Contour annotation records
* * * *
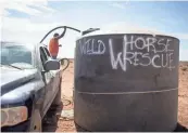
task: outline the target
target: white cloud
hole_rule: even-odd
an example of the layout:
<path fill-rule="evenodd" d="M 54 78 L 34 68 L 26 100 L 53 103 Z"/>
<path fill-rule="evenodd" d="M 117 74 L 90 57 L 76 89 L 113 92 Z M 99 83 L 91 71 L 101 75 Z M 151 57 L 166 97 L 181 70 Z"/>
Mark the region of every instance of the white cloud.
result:
<path fill-rule="evenodd" d="M 47 3 L 48 0 L 3 0 L 1 1 L 1 14 L 7 16 L 8 9 L 16 10 L 28 15 L 42 15 L 43 13 L 54 12 L 53 9 L 47 6 Z"/>
<path fill-rule="evenodd" d="M 118 8 L 118 9 L 125 9 L 127 3 L 128 3 L 128 0 L 124 1 L 123 3 L 114 2 L 114 3 L 111 3 L 110 5 L 114 8 Z"/>

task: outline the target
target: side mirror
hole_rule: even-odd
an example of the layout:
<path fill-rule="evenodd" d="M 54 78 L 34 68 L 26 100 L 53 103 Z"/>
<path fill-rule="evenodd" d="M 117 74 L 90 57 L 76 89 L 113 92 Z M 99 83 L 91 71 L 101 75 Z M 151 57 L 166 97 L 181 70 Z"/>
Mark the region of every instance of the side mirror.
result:
<path fill-rule="evenodd" d="M 45 70 L 58 70 L 60 69 L 60 62 L 55 59 L 49 59 L 45 63 Z"/>

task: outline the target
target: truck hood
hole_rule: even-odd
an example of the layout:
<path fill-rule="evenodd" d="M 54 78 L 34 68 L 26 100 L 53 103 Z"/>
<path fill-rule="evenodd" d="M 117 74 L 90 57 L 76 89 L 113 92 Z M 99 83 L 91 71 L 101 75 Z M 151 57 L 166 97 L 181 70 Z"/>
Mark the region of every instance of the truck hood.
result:
<path fill-rule="evenodd" d="M 1 67 L 0 88 L 1 95 L 16 89 L 17 87 L 33 80 L 37 75 L 37 69 L 14 69 Z"/>

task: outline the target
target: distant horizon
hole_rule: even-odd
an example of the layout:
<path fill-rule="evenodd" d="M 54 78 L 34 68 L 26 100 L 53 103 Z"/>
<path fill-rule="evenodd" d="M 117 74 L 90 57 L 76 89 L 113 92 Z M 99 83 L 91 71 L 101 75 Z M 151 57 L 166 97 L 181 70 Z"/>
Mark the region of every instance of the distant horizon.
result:
<path fill-rule="evenodd" d="M 113 26 L 138 27 L 173 35 L 180 40 L 179 61 L 188 61 L 188 1 L 10 1 L 2 0 L 0 40 L 38 43 L 57 26 L 79 30 Z M 57 30 L 62 32 L 62 30 Z M 52 32 L 45 41 L 49 43 Z M 74 57 L 80 34 L 67 30 L 59 57 Z"/>

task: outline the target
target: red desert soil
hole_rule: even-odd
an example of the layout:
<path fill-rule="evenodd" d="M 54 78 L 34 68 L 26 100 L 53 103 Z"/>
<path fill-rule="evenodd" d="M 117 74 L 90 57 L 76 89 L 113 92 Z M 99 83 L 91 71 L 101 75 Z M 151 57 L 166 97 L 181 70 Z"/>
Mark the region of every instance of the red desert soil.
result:
<path fill-rule="evenodd" d="M 43 120 L 43 131 L 77 132 L 73 118 L 66 119 L 60 117 L 62 110 L 73 110 L 73 88 L 74 61 L 71 59 L 71 64 L 63 72 L 62 79 L 62 102 L 64 106 L 60 107 L 58 111 L 53 111 L 53 109 L 49 110 L 47 117 Z M 59 117 L 55 117 L 55 114 Z M 188 128 L 188 62 L 181 62 L 179 64 L 178 122 L 183 127 Z M 84 130 L 79 128 L 79 132 L 82 131 Z"/>

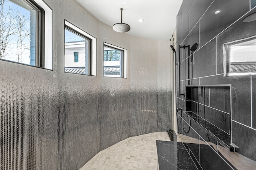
* * * *
Please copy out everything in the material from its start down to the line containing "118 8 L 118", keeping both ends. Leave the pictures out of your answer.

**ANSWER BELOW**
task: outline the target
target: white cloud
hole_rule: even-odd
an example of the layout:
<path fill-rule="evenodd" d="M 54 78 L 34 68 L 26 100 L 53 103 Z"/>
<path fill-rule="evenodd" d="M 117 74 L 90 57 L 76 89 L 113 92 Z M 99 83 L 91 71 L 101 75 Z M 151 57 L 166 97 L 181 70 Z"/>
Mark the region of every instance of the white cloud.
result:
<path fill-rule="evenodd" d="M 47 3 L 48 0 L 3 0 L 1 1 L 1 14 L 7 16 L 8 9 L 16 10 L 28 15 L 42 15 L 43 13 L 54 12 L 53 9 L 47 6 Z"/>
<path fill-rule="evenodd" d="M 118 8 L 118 9 L 125 9 L 127 3 L 128 3 L 128 0 L 124 1 L 123 3 L 114 2 L 114 3 L 111 3 L 110 5 L 114 8 Z"/>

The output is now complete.